Task description: Count the lines in the listing below that contain the word "mountain", matching case exactly. Reply with only the number.

Provided material:
------------------------

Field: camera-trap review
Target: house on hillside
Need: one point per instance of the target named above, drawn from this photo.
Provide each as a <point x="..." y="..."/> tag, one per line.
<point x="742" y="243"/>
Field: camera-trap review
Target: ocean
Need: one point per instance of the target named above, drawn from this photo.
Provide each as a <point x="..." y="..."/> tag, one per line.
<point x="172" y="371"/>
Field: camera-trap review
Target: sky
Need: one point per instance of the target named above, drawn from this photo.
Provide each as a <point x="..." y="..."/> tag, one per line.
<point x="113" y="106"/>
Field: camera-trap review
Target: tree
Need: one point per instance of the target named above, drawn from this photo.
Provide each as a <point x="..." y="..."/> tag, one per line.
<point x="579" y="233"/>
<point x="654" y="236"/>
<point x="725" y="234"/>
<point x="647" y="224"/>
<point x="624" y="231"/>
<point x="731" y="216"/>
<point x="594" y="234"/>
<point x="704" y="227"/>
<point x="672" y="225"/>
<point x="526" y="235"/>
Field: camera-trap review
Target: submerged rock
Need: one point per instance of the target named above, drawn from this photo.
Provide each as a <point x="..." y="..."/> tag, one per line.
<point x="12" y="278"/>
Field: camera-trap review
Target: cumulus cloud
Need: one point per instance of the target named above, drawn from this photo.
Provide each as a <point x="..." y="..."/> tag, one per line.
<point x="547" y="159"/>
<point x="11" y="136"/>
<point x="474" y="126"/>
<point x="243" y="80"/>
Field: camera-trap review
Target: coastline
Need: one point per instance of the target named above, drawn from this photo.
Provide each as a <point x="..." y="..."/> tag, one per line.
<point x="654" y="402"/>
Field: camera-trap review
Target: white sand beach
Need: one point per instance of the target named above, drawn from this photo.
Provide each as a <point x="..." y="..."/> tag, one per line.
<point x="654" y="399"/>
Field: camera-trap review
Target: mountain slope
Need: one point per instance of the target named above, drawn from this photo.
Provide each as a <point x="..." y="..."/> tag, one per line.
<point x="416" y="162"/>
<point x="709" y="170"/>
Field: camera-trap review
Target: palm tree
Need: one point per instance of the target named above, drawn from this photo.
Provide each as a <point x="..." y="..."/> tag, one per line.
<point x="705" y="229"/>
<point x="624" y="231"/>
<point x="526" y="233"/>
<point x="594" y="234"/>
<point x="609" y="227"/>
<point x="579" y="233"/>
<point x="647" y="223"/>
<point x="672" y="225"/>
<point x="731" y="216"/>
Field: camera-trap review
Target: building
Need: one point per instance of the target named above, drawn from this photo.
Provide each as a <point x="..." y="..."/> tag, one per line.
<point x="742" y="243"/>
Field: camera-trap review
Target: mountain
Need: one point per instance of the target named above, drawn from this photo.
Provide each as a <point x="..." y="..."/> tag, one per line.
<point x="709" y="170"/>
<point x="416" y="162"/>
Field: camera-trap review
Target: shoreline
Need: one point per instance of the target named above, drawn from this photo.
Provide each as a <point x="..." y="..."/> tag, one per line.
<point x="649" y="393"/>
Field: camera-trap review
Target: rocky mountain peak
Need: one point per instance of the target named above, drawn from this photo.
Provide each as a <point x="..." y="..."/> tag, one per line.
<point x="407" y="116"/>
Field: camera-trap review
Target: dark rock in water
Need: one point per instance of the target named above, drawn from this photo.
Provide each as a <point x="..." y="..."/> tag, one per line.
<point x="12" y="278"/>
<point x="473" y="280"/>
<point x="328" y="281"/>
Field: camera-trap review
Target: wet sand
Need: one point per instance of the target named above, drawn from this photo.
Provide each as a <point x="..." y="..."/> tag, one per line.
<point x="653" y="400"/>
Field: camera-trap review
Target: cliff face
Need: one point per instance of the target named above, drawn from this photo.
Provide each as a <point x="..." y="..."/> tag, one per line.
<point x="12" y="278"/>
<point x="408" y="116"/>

------------------------

Result: 3